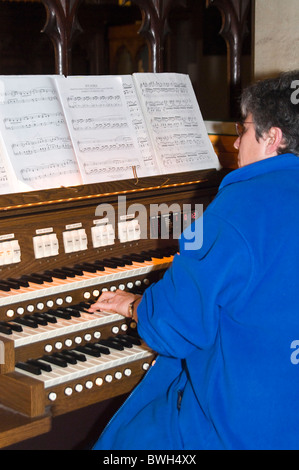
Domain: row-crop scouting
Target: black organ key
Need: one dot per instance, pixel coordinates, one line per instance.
(45, 277)
(49, 318)
(133, 339)
(4, 287)
(88, 267)
(123, 261)
(156, 254)
(40, 364)
(102, 349)
(21, 282)
(27, 321)
(111, 344)
(57, 361)
(125, 342)
(89, 351)
(72, 271)
(76, 354)
(109, 264)
(66, 357)
(11, 284)
(56, 273)
(72, 311)
(32, 279)
(29, 368)
(137, 257)
(146, 256)
(60, 314)
(114, 262)
(99, 265)
(40, 320)
(6, 330)
(12, 326)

══════

Given task
Please write out the records again, swapping "pixel coordinates" for "image coordinates" and changing nothing else. Leave the pictures out.

Solution for this task
Domain: row-crop scouting
Target: black organ key
Need: one dot per instance, image coordinates, one line per instance.
(45, 277)
(49, 318)
(133, 339)
(4, 287)
(88, 267)
(123, 261)
(156, 254)
(40, 364)
(102, 349)
(21, 282)
(27, 321)
(111, 344)
(57, 361)
(125, 342)
(89, 351)
(72, 271)
(76, 354)
(109, 264)
(66, 357)
(11, 284)
(56, 273)
(72, 311)
(32, 279)
(29, 368)
(137, 257)
(146, 256)
(60, 314)
(114, 262)
(99, 265)
(40, 320)
(6, 330)
(12, 326)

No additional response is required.